**Goal 1**
Please pick out every line in the listing below that contains the word "windshield".

begin Passage

Page MenuHomePhabricator

Ensure we are coping with deadlock Exceptions properly & our q doesn't corrupt at high volume, reduce unecessary potentially blocking queries
Open, MediumPublic

Description

Somehow we're getting foreign key constraint violations in Civi when inserting address or email records. The contact insert succeeds enough to return an ID, but somehow it's rolled back before we do the address or email insert.

Event Timeline

DStrine triaged this task as Medium priority.Dec 11 2017, 8:40 PM
DStrine moved this task from Triage to Sprint C Feb 2nd to Feb 16th on the Fundraising-Backlog board.

end Passage
begin Data to use

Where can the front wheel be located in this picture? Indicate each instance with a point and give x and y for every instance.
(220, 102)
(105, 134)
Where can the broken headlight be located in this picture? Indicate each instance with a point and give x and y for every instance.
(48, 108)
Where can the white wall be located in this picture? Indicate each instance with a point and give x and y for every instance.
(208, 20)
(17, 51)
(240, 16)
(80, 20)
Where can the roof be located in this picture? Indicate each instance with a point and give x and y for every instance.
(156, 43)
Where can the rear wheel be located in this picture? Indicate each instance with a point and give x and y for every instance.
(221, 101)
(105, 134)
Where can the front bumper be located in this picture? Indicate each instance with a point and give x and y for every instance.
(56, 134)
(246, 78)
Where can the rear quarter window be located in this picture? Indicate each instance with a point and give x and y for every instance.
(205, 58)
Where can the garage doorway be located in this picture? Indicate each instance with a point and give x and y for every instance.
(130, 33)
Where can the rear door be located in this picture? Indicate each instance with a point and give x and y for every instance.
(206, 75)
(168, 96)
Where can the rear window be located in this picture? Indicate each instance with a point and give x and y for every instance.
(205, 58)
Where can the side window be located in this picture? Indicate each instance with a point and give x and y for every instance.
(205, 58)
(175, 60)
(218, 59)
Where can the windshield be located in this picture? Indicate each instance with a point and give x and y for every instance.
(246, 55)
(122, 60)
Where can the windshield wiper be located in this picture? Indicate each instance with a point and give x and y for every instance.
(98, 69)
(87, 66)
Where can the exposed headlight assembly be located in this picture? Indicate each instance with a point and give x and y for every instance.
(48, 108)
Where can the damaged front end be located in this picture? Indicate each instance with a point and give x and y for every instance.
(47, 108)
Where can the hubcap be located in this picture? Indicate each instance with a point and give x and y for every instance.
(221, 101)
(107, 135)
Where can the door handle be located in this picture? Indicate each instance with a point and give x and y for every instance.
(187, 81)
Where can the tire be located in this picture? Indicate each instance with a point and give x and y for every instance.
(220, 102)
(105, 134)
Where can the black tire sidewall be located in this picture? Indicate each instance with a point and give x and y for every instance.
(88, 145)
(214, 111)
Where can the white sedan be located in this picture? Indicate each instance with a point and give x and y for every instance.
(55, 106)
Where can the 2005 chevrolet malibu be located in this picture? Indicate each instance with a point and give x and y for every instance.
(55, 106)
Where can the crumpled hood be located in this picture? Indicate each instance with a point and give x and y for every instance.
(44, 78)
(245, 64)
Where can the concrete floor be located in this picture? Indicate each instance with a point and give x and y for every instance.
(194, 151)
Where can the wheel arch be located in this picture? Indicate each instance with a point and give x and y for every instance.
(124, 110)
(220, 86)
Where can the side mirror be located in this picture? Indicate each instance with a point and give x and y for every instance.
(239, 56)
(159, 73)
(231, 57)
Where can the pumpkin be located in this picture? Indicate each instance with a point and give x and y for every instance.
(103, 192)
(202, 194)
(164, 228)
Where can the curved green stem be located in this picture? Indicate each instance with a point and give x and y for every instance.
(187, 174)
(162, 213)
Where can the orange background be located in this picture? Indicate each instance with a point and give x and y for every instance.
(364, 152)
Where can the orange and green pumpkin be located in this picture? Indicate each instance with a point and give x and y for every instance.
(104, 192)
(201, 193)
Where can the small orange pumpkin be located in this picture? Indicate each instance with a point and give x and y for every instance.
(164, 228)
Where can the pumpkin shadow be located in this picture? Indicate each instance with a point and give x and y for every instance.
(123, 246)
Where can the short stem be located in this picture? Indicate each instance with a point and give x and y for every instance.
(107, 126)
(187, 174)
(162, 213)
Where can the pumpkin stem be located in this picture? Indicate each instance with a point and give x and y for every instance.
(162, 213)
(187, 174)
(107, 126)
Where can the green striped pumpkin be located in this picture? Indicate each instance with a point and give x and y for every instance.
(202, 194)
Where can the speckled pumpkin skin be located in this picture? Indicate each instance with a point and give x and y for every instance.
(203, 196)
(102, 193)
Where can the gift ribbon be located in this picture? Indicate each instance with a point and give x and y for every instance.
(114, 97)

end Data to use

**Goal 2**
Quote the part of the ticket above that opens with the words "Event Timeline" and closes with "the Fundraising-Backlog board.".

**Right answer 1**
Where can the windshield be located in this picture? Indicate each instance with a point and give x and y for every instance.
Where can the windshield wiper be located in this picture? Indicate each instance with a point and give x and y for every instance.

**Right answer 2**
Event Timeline

DStrine triaged this task as Medium priority.Dec 11 2017, 8:40 PM
DStrine moved this task from Triage to Sprint C Feb 2nd to Feb 16th on the Fundraising-Backlog board.